● **Problems to solve**
- 1) From the data preparation guide, write out the passage starting at "## Preparing the" and ending at "for your data.".
- 2) Answer these questions using the data preparation guide:
(a) What is the default loading function?
(b) Which library can colorize the raw clouds with IGN aerial imagery?
(c) What schema does the CSV file given by `split_csv_path` follow?
- 3) List every YAML configuration file path that appears in the data preparation guide.

● **Passage given**
---

# Preparing data for training

## Peprocessing functions

The loading function is dataset dependant, and is `lidar_hd_pre_transform` by default. The function takes points loaded from a LAS file via pdal as input, and returns a `pytorch_geometric.Data` object following the standard naming convention of `pytorch_geometric`, plus a list of features names for later use in transforms. In the loading function, the return number and color information (RGBI) are scaled to 0-1 interval, a NDVI and an average color ((R+G+B)/3) dimension are created, and points that may be occluded (as indicated by higher return number) have their color set to 0.

Customization: You may want to implement your own logic (e.g. with custom, additional features) in directory `points_pre_transform`. It then needs to be referenced similarly to `lidar_hd_pre_transform`. 

The loading function is designed for the French Lidar HD data provided by IGN (see [the official page](https://geoservices.ign.fr/lidarhd) - link in French). Note that the clouds are shared without color information, and should be colorized (RGB+Infrared) to use myria3d. The [open-source ign-pdal-tools library](https://pypi.org/project/ign-pdal-tools/) is a convenient toolkit that can be used to colorize the raw clouds with IGN aerial imagery (see function 'pdaltools.color.color(...)').

Customization: If you use a different classification (e.g. additional classes), you will need to create a `dataset_description` configuration (similar to `configs/dataset_description/20220607_151_dalles_proto.yaml`).

Additionnaly, you can control cloud sampling parameters via two configurations:
- `configs/datamodule/transforms/preparations/points_budget.yaml`: (defaut) allows variable cloud size within lower and higher boundaries. 
- `configs/datamodule/transforms/preparations/fixed_num_points.yaml`: (alternative) samples all clouds to a fixed size, allowing for duplicated points.


## Preparing the dataset

To perform a training, you will need to specify these parameters in the datamodule config group:
- `data_dir`: path to a directory in which a set of LAS files are stored. Clouds must be nested in subdirectories named according to their spli: train, val, or test.
- `split_csv_path`: path to a CSV file with schema `basename,split`, specifying a train/val/test spit for your data.

Under the hood, the path of each LAS file will be reconstructed like this: '{data_dir}/{split}/{basename}'.

---

● **Information supplied**
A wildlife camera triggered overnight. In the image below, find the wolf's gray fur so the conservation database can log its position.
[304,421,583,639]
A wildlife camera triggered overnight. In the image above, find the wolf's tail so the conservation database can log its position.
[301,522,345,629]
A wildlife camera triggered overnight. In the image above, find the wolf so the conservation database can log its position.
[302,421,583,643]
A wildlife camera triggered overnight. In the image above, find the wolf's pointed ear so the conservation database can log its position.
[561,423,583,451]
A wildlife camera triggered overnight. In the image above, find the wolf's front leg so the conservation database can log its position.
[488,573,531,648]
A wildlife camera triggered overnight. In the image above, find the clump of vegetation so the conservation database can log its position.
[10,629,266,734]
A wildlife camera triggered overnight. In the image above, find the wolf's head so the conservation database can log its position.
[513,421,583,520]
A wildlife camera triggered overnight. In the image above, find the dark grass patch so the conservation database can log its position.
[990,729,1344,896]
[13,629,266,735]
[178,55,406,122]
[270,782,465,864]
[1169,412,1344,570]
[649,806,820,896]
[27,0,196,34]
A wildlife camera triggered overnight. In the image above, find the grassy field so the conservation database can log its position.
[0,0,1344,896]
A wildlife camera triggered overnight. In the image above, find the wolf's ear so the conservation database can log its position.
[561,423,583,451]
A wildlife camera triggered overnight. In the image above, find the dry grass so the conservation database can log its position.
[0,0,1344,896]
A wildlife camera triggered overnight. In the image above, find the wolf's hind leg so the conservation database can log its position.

---

● **Expected results**
- 1)
## Preparing the dataset

To perform a training, you will need to specify these parameters in the datamodule config group:
- `data_dir`: path to a directory in which a set of LAS files are stored. Clouds must be nested in subdirectories named according to their spli: train, val, or test.
- `split_csv_path`: path to a CSV file with schema `basename,split`, specifying a train/val/test spit for your data.

- 2)
(a) `lidar_hd_pre_transform`
(b) The open-source ign-pdal-tools library
(c) `basename,split`

- 3)
- `configs/dataset_description/20220607_151_dalles_proto.yaml`
- `configs/datamodule/transforms/preparations/points_budget.yaml`
- `configs/datamodule/transforms/preparations/fixed_num_points.yaml`